State how many lines of the material below contain the string "standing", treating uppercase and lowercase letters as distinct. Give only the number.
▬▬▬▬▬▬
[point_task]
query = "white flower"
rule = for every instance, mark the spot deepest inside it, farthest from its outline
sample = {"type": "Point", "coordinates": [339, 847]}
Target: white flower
▬▬▬▬▬▬
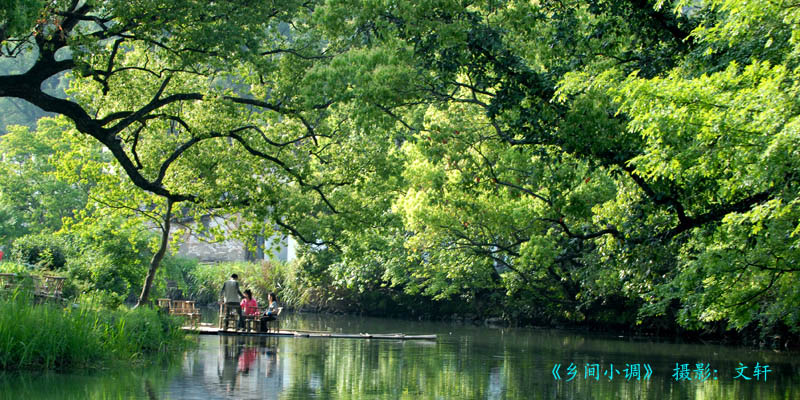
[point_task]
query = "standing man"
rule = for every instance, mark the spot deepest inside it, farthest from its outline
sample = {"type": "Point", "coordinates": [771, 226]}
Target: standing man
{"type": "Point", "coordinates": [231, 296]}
▬▬▬▬▬▬
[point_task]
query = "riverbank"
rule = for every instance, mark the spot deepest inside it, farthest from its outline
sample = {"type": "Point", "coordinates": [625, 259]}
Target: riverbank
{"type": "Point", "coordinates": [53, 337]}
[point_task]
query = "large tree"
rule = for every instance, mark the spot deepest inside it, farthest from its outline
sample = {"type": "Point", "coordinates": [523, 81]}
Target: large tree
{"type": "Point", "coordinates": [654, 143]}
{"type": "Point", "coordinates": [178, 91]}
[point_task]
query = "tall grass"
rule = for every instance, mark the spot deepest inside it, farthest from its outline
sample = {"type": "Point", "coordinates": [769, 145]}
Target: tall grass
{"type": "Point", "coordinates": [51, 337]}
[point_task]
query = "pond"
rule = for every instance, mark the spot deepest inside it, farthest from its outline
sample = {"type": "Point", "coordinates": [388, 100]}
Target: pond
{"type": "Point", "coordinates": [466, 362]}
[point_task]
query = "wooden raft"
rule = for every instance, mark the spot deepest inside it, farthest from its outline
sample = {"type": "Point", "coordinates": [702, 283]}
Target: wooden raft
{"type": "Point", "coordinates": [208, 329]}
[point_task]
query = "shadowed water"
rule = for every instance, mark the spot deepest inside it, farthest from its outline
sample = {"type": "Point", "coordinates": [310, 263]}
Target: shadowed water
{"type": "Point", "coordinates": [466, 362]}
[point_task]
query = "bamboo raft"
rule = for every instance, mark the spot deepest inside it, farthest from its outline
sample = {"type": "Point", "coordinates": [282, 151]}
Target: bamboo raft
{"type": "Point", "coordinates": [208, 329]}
▬▬▬▬▬▬
[Output for this exercise] 2